▸ **TASK**
Starting at the line with "Please put a marker on the gray head" and stopping at the final line, retype the data below exactly; do not carry over any pictures.

▸ **SUPPLIED MATERIAL**

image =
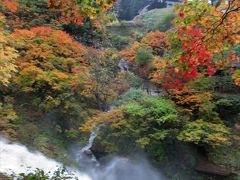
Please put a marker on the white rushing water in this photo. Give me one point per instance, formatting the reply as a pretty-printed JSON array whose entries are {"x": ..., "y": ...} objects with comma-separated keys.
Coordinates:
[{"x": 16, "y": 158}]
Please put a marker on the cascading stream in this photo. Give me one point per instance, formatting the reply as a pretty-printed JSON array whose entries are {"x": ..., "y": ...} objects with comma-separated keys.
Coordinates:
[{"x": 16, "y": 158}]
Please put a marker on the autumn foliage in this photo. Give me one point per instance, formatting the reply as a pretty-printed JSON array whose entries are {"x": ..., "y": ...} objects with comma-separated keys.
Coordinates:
[
  {"x": 76, "y": 11},
  {"x": 50, "y": 63}
]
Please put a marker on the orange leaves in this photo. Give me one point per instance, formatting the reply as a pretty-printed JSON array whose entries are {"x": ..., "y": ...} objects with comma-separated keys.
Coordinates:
[
  {"x": 202, "y": 32},
  {"x": 157, "y": 41},
  {"x": 114, "y": 117},
  {"x": 190, "y": 100},
  {"x": 75, "y": 11},
  {"x": 10, "y": 5}
]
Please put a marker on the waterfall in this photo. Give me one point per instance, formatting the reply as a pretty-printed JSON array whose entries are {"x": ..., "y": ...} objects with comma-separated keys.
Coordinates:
[
  {"x": 85, "y": 154},
  {"x": 16, "y": 158},
  {"x": 144, "y": 10}
]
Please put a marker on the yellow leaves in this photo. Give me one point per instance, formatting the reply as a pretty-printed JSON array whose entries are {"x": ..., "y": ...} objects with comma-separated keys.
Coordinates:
[
  {"x": 8, "y": 56},
  {"x": 189, "y": 99},
  {"x": 236, "y": 77},
  {"x": 114, "y": 118}
]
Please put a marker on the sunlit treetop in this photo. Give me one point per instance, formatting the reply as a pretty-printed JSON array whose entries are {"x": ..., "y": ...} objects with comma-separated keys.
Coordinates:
[
  {"x": 75, "y": 11},
  {"x": 202, "y": 33},
  {"x": 69, "y": 11}
]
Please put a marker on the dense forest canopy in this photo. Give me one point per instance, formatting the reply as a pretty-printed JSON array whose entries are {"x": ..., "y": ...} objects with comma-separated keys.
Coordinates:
[{"x": 165, "y": 85}]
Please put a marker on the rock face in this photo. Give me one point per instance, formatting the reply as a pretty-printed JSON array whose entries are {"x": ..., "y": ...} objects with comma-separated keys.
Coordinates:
[{"x": 210, "y": 168}]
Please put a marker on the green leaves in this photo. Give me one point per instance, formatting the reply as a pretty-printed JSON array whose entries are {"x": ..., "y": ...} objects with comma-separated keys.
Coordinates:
[{"x": 202, "y": 132}]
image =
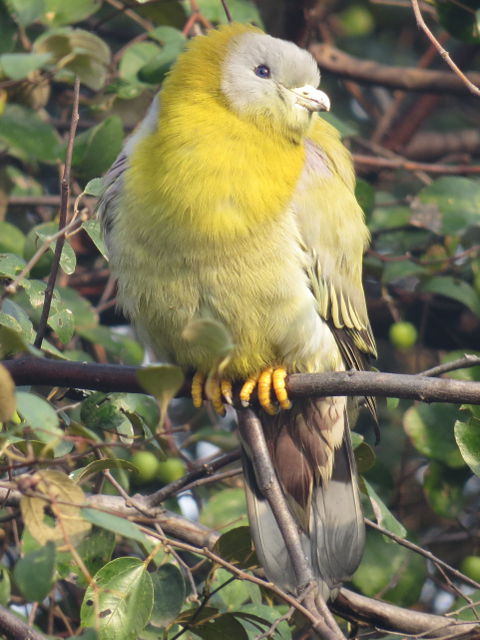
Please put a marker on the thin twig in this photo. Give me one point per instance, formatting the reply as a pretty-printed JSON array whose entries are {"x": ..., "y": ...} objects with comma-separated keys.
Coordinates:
[
  {"x": 443, "y": 52},
  {"x": 423, "y": 552},
  {"x": 64, "y": 193}
]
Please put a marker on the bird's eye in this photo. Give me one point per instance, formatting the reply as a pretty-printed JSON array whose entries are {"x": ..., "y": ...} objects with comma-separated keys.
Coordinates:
[{"x": 262, "y": 71}]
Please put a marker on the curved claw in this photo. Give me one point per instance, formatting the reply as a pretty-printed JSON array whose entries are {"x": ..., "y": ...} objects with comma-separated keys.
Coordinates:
[
  {"x": 267, "y": 380},
  {"x": 214, "y": 394},
  {"x": 198, "y": 382},
  {"x": 278, "y": 384}
]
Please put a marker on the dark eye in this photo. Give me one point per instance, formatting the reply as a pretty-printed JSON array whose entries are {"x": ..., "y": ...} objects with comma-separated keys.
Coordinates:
[{"x": 262, "y": 71}]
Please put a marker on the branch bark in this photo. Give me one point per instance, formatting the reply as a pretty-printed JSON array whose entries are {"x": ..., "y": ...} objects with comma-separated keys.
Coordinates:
[
  {"x": 333, "y": 60},
  {"x": 109, "y": 377}
]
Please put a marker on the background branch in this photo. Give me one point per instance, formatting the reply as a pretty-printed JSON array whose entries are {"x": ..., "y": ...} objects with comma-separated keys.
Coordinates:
[{"x": 342, "y": 64}]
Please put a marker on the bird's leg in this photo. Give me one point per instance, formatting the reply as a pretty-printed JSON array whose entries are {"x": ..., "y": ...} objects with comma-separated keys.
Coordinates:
[
  {"x": 215, "y": 389},
  {"x": 271, "y": 378}
]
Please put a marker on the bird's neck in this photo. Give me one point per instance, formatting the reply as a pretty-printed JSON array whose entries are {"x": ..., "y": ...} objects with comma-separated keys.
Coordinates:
[{"x": 213, "y": 172}]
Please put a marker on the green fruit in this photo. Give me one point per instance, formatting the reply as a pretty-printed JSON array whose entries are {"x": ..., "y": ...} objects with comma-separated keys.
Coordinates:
[
  {"x": 470, "y": 566},
  {"x": 403, "y": 335},
  {"x": 170, "y": 470},
  {"x": 147, "y": 467}
]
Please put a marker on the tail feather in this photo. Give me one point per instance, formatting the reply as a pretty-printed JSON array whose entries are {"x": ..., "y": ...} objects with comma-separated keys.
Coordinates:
[{"x": 330, "y": 519}]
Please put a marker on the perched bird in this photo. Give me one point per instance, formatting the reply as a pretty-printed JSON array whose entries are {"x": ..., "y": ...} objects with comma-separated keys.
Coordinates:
[{"x": 235, "y": 201}]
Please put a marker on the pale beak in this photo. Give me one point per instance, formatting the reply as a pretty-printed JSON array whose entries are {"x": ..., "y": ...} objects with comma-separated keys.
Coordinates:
[{"x": 311, "y": 98}]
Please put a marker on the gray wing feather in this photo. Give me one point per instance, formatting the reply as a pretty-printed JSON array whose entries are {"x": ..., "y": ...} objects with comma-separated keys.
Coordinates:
[{"x": 110, "y": 198}]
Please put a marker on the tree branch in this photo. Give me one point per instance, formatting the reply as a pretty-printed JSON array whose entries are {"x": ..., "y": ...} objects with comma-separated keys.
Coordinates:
[
  {"x": 333, "y": 60},
  {"x": 109, "y": 377},
  {"x": 64, "y": 195}
]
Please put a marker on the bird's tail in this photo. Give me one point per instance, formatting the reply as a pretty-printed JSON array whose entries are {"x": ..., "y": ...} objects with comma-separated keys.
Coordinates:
[{"x": 312, "y": 454}]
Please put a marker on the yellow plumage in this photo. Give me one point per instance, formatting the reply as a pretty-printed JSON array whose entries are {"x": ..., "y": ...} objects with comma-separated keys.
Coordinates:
[{"x": 235, "y": 202}]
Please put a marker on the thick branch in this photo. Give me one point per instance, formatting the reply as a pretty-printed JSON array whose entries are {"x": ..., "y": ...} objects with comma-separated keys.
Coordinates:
[
  {"x": 109, "y": 377},
  {"x": 389, "y": 617},
  {"x": 335, "y": 61}
]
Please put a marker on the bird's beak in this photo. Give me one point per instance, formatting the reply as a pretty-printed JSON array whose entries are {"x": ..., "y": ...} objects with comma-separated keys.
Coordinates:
[{"x": 311, "y": 98}]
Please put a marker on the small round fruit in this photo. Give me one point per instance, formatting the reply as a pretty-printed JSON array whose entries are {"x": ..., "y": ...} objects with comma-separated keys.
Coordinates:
[
  {"x": 470, "y": 566},
  {"x": 147, "y": 467},
  {"x": 403, "y": 335},
  {"x": 170, "y": 470}
]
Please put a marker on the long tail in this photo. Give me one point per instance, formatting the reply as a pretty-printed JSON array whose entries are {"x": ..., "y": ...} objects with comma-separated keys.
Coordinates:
[{"x": 311, "y": 451}]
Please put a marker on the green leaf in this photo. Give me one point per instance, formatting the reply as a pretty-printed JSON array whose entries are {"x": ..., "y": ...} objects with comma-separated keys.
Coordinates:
[
  {"x": 120, "y": 526},
  {"x": 28, "y": 136},
  {"x": 218, "y": 627},
  {"x": 121, "y": 603},
  {"x": 34, "y": 573},
  {"x": 453, "y": 288},
  {"x": 76, "y": 52},
  {"x": 444, "y": 489},
  {"x": 136, "y": 57},
  {"x": 100, "y": 411},
  {"x": 5, "y": 586},
  {"x": 236, "y": 546},
  {"x": 234, "y": 594},
  {"x": 39, "y": 415},
  {"x": 430, "y": 428},
  {"x": 94, "y": 187},
  {"x": 8, "y": 28},
  {"x": 12, "y": 240},
  {"x": 62, "y": 322},
  {"x": 96, "y": 149},
  {"x": 84, "y": 314},
  {"x": 7, "y": 394},
  {"x": 458, "y": 201},
  {"x": 24, "y": 12},
  {"x": 241, "y": 10},
  {"x": 13, "y": 317},
  {"x": 225, "y": 510},
  {"x": 10, "y": 265},
  {"x": 161, "y": 381},
  {"x": 383, "y": 515},
  {"x": 467, "y": 436},
  {"x": 99, "y": 465},
  {"x": 169, "y": 594},
  {"x": 94, "y": 230},
  {"x": 173, "y": 42},
  {"x": 119, "y": 347},
  {"x": 59, "y": 12},
  {"x": 18, "y": 65},
  {"x": 95, "y": 550},
  {"x": 385, "y": 566}
]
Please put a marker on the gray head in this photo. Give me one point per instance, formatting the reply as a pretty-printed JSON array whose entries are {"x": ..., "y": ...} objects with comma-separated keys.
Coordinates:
[{"x": 272, "y": 81}]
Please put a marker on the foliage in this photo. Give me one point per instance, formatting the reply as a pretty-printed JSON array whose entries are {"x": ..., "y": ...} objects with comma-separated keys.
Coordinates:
[{"x": 84, "y": 567}]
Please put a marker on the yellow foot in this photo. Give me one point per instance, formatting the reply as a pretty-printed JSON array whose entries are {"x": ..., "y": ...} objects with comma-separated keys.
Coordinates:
[
  {"x": 216, "y": 390},
  {"x": 267, "y": 380}
]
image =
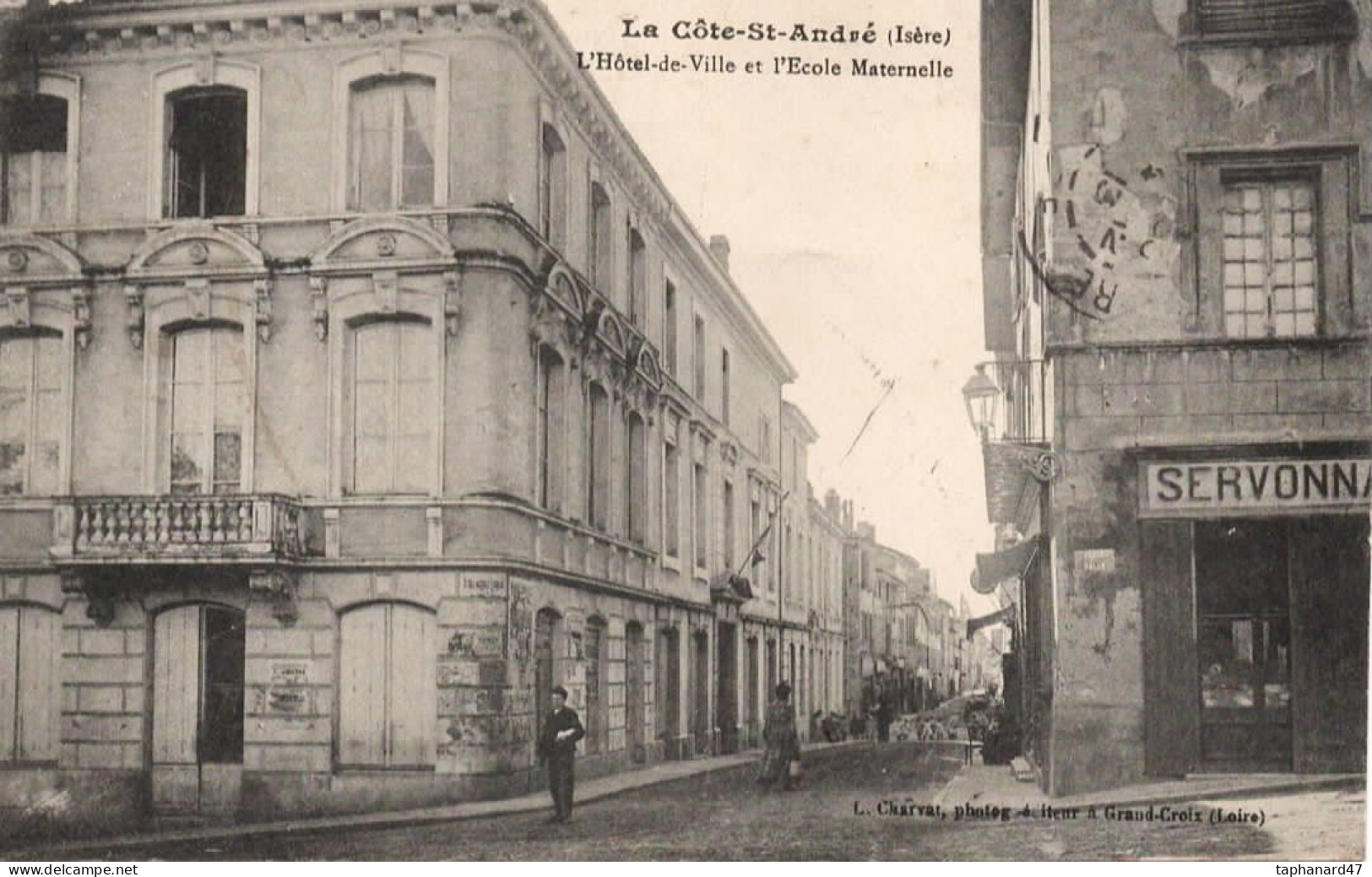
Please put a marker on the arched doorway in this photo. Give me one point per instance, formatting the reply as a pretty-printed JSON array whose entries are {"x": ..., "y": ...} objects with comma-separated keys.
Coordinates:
[
  {"x": 546, "y": 633},
  {"x": 667, "y": 666},
  {"x": 198, "y": 712},
  {"x": 634, "y": 690},
  {"x": 596, "y": 719}
]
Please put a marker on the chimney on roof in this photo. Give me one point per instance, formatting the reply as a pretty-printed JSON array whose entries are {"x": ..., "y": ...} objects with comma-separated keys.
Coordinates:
[{"x": 719, "y": 249}]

▸ **SOLUTION FOR THIS EXERCISE**
Please put a marker on the gray head in this photo. Give me one point per instance, formatting the reply as a pretty-printed JSON array whose entries are {"x": ..., "y": ...} objects with comma-separated keys.
Coordinates:
[{"x": 272, "y": 81}]
Please put a marker on the foliage in this photo. Give me one point per instance, formatting the reply as a pretty-printed JSON array whose entries are {"x": ..., "y": ...} objects with comma-separated keys.
Coordinates:
[{"x": 84, "y": 567}]
Please put a marker on the yellow foot in this photo. Give me one point per instance, formatting the reply as a pretty-printed JSON array whose entries are {"x": ..., "y": ...} objects with comma-separated keys.
Coordinates:
[
  {"x": 216, "y": 390},
  {"x": 267, "y": 380}
]
image =
Please put a marker on the arched doorway in this photo. Give me one point per instance, formatting the reply as a pretty-printed JSON array whose entries are {"x": ..., "y": ...} objects with comma-separated keys.
Coordinates:
[
  {"x": 546, "y": 633},
  {"x": 667, "y": 666},
  {"x": 198, "y": 712},
  {"x": 634, "y": 690},
  {"x": 596, "y": 719}
]
Please put a marker on the chimney on roof in this photo. Give me one point per instance, formatting the reply as a pretty-printed JSON array whose entries are {"x": ..., "y": ...} objects with comma-separated keys.
Coordinates:
[{"x": 719, "y": 249}]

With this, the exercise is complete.